> [What to do] Begin at the first line of the data and copy each line through the one containing "(format x=1063, y=161)", that line included, with no pictures.

Data records:
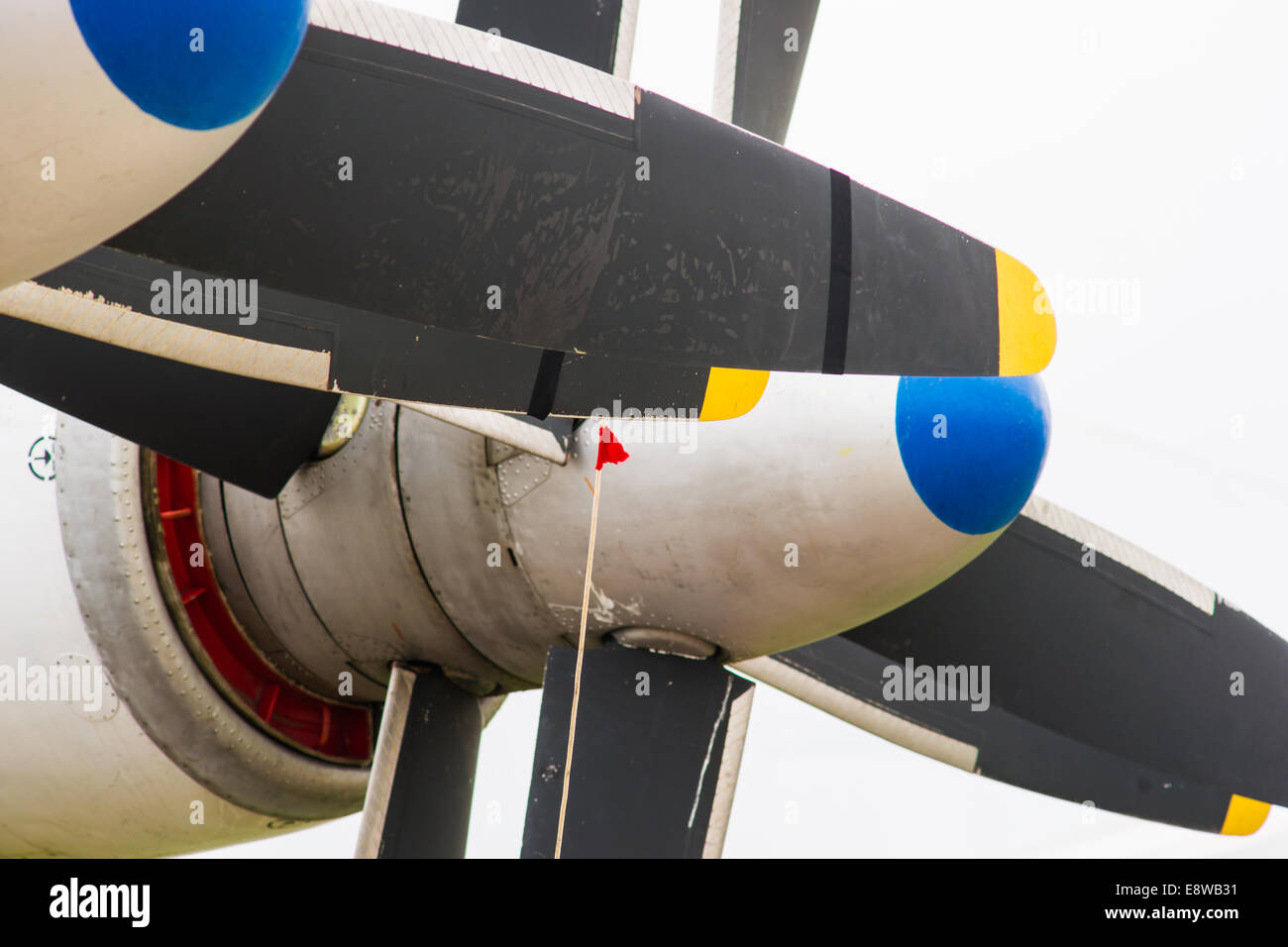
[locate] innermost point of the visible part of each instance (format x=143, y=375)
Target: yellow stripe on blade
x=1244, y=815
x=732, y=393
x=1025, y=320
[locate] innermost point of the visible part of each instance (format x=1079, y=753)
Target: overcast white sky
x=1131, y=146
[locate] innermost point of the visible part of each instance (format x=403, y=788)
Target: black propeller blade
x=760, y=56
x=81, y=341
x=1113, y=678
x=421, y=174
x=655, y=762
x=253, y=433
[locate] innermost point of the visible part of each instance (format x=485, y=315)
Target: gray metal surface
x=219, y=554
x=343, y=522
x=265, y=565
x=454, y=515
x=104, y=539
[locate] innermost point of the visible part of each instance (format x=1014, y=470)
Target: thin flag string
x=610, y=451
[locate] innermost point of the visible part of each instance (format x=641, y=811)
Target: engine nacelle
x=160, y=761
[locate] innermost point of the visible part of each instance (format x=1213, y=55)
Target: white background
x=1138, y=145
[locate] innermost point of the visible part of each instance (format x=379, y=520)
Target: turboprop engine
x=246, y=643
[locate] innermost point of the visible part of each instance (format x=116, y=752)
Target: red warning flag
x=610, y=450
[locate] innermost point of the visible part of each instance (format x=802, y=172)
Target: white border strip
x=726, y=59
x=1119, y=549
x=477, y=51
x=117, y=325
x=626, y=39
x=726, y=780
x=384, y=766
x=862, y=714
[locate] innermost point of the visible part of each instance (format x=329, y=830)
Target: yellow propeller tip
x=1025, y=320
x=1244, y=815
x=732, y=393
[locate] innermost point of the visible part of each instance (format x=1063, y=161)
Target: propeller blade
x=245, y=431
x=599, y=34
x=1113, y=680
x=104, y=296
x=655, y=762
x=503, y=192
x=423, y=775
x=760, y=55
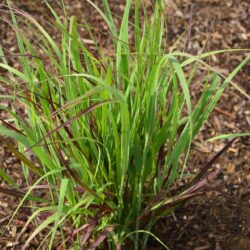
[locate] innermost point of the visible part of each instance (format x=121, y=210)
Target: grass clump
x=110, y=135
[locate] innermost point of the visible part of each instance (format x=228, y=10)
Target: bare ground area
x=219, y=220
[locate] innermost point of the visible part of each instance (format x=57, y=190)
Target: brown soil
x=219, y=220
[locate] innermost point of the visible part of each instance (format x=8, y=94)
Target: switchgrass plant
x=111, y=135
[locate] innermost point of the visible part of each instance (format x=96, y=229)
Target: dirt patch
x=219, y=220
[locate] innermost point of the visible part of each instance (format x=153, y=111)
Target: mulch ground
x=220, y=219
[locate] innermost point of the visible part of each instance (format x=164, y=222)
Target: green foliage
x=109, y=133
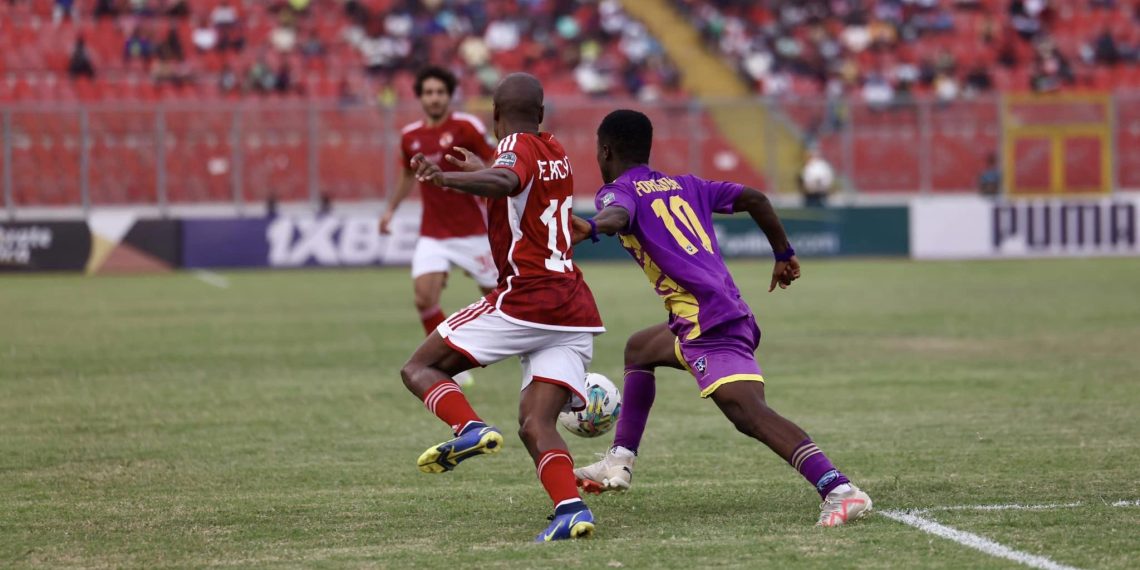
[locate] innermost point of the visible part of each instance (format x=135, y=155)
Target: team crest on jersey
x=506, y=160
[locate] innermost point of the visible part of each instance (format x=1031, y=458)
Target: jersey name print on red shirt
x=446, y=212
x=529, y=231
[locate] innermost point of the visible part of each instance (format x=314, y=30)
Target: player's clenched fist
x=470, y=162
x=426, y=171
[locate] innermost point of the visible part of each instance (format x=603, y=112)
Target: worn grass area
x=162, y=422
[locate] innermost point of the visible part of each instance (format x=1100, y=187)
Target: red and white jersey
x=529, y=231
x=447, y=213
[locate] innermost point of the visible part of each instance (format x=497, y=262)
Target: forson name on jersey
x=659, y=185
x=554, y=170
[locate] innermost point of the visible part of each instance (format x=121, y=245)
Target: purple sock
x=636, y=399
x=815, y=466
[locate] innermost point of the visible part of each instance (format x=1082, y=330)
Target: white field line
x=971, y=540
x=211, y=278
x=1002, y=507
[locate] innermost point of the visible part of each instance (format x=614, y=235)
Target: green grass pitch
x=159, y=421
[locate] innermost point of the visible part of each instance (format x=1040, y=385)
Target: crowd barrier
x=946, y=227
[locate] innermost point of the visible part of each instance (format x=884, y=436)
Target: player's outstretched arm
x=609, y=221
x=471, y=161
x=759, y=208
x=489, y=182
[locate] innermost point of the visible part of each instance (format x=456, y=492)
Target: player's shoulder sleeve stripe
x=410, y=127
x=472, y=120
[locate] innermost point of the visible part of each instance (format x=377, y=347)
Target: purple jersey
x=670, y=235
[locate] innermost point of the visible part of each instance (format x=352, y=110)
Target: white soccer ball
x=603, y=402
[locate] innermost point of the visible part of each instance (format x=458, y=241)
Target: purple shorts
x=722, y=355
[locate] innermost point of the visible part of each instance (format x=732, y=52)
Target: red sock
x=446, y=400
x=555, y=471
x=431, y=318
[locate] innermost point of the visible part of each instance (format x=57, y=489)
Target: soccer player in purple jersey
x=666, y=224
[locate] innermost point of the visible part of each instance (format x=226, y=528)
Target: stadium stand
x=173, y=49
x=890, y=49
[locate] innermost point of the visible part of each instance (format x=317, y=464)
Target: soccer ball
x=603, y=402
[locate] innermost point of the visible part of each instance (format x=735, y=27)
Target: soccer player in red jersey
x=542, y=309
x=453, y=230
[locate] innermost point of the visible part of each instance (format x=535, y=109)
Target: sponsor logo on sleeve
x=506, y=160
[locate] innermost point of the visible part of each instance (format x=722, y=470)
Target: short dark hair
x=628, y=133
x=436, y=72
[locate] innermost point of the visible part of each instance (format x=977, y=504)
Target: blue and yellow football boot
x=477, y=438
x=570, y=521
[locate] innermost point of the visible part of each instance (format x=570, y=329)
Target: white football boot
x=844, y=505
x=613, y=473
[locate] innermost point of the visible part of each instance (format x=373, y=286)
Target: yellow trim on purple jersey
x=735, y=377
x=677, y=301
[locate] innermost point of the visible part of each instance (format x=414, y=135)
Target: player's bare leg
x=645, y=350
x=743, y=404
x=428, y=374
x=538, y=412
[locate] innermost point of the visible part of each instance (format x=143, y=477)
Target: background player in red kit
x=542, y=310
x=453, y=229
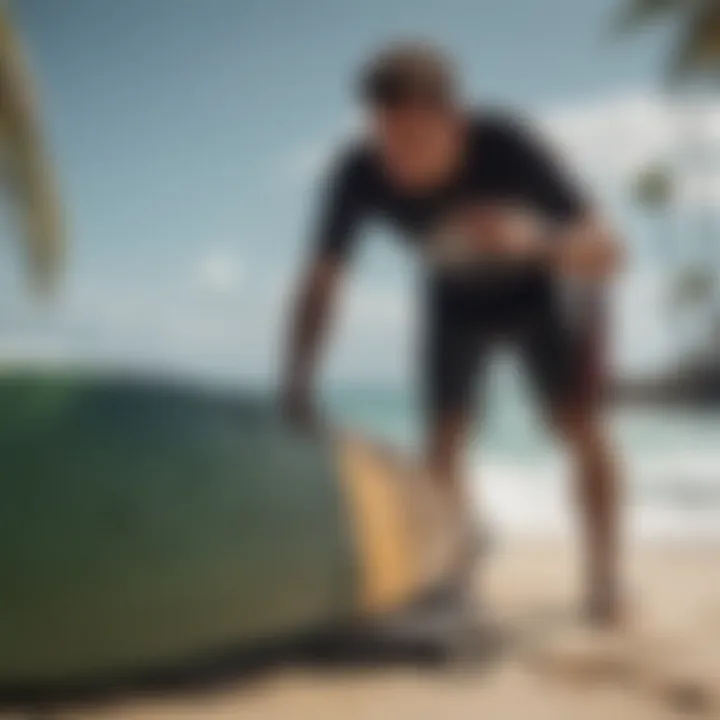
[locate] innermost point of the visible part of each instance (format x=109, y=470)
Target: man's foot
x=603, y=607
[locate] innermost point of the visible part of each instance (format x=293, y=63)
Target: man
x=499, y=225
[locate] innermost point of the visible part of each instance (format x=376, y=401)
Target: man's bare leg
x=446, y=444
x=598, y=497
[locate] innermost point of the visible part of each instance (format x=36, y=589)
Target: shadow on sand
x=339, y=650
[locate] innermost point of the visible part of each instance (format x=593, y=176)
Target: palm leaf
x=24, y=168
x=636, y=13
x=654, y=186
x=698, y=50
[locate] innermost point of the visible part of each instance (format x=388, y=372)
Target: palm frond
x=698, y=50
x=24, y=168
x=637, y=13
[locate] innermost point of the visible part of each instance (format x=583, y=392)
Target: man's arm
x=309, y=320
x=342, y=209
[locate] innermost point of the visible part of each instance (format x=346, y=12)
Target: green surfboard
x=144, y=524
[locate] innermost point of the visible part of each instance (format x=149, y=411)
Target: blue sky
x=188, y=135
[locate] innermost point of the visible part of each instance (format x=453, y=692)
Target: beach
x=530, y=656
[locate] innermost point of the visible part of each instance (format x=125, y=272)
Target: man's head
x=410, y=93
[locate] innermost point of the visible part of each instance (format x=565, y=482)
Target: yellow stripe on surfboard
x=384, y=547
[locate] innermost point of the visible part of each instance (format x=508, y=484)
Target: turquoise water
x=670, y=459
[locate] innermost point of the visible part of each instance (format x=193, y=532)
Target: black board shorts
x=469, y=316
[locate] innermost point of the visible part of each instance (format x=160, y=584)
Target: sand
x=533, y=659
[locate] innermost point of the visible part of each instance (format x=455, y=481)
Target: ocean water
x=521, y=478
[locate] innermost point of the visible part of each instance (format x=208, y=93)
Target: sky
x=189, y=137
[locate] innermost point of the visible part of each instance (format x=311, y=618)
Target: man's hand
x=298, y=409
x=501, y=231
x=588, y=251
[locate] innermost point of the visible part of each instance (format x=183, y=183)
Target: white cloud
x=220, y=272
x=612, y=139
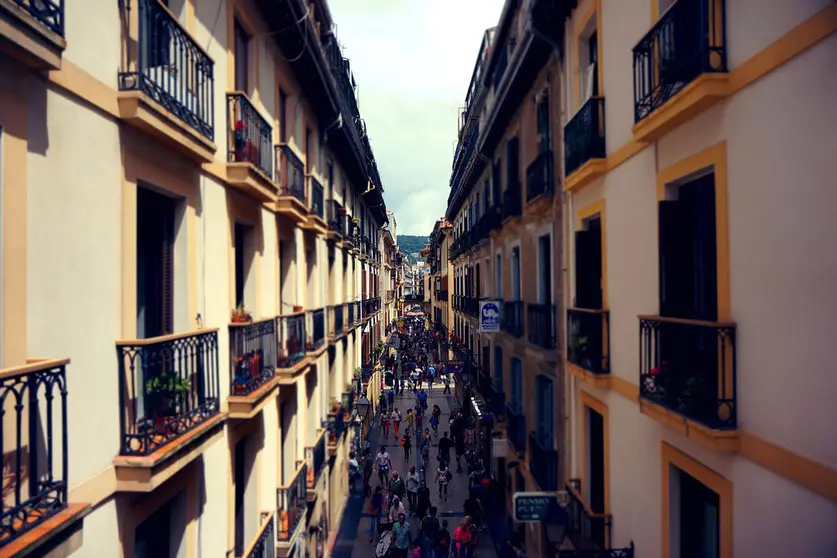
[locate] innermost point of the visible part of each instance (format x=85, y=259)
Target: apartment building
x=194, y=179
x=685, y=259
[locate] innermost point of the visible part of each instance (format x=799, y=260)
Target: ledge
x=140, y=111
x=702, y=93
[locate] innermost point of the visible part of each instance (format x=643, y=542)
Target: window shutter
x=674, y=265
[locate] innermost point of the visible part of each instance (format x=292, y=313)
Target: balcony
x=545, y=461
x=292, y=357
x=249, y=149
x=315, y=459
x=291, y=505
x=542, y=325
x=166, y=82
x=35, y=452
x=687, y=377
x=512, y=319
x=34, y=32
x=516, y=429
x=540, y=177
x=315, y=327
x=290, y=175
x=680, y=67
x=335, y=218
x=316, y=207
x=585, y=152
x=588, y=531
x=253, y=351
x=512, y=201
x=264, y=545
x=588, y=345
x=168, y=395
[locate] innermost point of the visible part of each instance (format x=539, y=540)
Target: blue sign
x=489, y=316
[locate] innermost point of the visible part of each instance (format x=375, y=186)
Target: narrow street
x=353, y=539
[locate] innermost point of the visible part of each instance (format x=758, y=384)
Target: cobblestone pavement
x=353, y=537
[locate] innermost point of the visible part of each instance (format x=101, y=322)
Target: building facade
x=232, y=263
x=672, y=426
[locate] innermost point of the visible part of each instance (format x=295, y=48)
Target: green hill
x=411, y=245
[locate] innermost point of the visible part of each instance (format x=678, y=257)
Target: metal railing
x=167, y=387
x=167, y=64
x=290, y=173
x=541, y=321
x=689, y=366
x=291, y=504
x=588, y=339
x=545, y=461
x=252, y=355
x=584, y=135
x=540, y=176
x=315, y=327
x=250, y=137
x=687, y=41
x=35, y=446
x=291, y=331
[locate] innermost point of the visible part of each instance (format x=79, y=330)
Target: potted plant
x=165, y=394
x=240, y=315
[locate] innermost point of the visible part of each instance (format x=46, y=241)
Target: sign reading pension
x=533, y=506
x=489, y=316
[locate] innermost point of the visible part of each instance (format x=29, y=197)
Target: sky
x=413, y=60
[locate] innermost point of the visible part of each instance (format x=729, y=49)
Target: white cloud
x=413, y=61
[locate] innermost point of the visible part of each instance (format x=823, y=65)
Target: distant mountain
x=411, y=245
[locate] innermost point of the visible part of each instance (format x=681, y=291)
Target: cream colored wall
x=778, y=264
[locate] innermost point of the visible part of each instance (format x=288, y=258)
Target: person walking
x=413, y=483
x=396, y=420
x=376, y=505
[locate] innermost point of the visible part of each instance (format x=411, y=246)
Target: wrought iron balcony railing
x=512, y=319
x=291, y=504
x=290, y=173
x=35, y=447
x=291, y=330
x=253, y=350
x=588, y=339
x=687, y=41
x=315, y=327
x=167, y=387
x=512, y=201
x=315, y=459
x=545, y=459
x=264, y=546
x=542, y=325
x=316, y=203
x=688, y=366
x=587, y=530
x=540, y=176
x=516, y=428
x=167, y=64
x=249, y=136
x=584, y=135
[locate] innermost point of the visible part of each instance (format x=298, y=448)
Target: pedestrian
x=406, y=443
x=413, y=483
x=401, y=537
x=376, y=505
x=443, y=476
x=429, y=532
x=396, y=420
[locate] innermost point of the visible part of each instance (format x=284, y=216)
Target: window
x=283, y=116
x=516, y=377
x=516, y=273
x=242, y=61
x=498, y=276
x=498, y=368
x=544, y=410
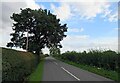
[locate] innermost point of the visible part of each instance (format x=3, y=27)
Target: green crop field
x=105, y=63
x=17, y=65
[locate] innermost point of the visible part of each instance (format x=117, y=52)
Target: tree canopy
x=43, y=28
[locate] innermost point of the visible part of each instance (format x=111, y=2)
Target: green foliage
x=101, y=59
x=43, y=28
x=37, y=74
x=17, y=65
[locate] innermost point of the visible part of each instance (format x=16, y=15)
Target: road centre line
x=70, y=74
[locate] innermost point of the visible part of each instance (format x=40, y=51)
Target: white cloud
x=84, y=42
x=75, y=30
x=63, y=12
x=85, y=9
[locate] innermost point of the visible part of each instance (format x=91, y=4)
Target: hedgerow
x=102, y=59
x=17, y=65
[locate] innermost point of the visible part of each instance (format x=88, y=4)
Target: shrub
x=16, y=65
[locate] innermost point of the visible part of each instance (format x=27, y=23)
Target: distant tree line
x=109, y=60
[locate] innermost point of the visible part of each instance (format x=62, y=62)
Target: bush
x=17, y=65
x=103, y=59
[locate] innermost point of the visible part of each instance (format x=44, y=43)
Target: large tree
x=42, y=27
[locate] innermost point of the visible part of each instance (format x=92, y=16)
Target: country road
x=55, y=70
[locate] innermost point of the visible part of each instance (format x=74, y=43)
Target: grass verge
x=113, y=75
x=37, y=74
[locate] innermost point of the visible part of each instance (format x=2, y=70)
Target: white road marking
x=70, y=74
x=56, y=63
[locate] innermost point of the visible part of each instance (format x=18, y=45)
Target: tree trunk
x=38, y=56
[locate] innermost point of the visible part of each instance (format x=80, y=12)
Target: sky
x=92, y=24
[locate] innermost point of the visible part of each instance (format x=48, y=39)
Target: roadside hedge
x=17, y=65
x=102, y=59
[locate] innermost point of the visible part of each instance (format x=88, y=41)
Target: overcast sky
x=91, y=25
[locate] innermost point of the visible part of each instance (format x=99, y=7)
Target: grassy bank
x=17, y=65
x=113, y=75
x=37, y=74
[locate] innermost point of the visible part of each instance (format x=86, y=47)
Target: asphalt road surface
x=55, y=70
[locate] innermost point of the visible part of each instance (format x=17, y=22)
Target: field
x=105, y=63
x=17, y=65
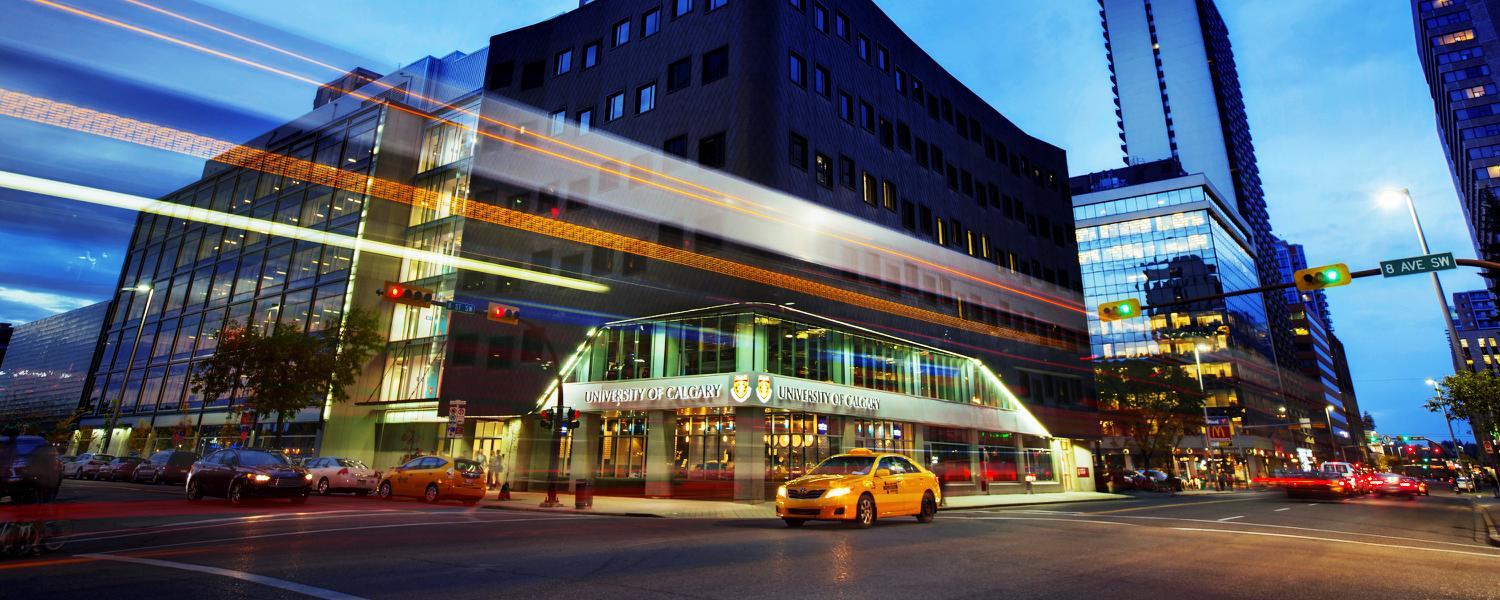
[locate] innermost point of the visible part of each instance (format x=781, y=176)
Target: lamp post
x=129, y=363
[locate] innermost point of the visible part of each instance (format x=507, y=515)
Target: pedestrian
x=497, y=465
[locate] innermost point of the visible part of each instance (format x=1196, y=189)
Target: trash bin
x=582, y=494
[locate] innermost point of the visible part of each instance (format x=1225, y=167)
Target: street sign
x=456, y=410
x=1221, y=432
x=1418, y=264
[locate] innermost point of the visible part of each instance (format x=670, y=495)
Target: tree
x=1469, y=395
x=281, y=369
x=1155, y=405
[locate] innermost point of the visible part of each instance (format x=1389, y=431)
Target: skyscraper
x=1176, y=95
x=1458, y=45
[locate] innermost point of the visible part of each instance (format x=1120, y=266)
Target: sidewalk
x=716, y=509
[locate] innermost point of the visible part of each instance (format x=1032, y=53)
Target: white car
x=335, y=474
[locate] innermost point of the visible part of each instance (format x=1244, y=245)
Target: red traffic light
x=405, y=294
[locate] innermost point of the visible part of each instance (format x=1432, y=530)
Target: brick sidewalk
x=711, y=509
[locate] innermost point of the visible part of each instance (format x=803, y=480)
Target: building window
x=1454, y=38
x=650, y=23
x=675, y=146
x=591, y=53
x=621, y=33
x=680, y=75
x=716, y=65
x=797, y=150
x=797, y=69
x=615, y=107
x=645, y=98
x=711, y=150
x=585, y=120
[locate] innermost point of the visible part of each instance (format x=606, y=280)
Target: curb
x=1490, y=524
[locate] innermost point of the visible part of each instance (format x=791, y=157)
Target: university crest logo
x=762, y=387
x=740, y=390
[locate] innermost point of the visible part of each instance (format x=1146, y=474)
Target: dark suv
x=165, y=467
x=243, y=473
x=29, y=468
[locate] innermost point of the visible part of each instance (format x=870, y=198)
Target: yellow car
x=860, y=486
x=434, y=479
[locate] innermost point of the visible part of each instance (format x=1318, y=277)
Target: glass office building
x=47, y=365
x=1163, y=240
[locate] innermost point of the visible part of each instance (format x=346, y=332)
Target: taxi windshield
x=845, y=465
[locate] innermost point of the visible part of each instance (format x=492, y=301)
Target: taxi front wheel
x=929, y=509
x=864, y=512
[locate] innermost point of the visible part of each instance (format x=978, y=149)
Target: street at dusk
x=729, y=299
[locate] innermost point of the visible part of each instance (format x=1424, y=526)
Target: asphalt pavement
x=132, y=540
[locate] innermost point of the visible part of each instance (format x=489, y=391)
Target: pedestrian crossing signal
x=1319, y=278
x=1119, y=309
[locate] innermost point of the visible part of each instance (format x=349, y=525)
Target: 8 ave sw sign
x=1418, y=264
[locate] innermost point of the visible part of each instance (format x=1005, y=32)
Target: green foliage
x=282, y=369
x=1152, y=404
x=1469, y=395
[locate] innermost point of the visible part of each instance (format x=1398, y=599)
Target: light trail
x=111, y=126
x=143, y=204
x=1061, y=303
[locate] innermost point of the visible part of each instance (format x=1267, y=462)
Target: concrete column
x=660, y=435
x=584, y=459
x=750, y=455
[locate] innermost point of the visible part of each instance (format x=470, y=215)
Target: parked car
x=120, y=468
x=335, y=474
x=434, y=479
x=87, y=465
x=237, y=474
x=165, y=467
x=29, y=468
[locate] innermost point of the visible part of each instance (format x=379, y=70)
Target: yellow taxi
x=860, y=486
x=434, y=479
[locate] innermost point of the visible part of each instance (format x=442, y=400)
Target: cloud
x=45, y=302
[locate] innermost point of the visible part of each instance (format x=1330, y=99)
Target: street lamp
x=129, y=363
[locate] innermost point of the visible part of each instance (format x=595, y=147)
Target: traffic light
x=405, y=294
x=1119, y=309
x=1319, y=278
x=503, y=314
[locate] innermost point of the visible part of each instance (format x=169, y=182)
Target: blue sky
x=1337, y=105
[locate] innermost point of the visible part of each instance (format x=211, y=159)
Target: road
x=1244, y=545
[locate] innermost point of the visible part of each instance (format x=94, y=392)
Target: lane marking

> [Result of this exercise]
[locate] innermost point of the visible part of each instance (format x=143, y=375)
Target: yellow stripe on blade
x=1244, y=815
x=732, y=393
x=1025, y=320
[locate] innermost point of the visible part of each instance (format x=1079, y=753)
Target: overcast white sky
x=1131, y=146
[locate] innermost point of the visible part of each instance (format x=403, y=788)
Target: black propeller blade
x=760, y=56
x=81, y=341
x=1113, y=678
x=421, y=174
x=655, y=762
x=253, y=433
[locate] innermost point of the visible part of each instance (format x=485, y=315)
Target: gray metal surface
x=219, y=554
x=343, y=522
x=265, y=565
x=454, y=515
x=104, y=539
[locate] innermost point of the visible part of each instance (format x=1014, y=470)
Target: thin flag string
x=610, y=451
[locate] innermost point of the visible part of each instance (format x=641, y=811)
Target: engine nacelle
x=160, y=761
[locate] innermost point of the visible part of each instance (format x=1213, y=55)
Target: white background
x=1138, y=145
[locate] innermost point of the visible part of each instance (format x=379, y=520)
Target: turboprop engine
x=246, y=643
[locate] innermost point of the visible part of each instance (format x=116, y=752)
Target: red warning flag
x=610, y=450
[locate] innermost point of the visible part of each instance (format x=802, y=172)
Target: white border strip
x=726, y=59
x=1119, y=549
x=477, y=51
x=117, y=325
x=626, y=39
x=726, y=780
x=384, y=766
x=862, y=714
[locate] innermost point of the visible part of each instance (format x=329, y=830)
Target: yellow propeller tip
x=1025, y=320
x=1244, y=815
x=732, y=393
[locate] innermost point of the visible part of each instance (format x=1063, y=161)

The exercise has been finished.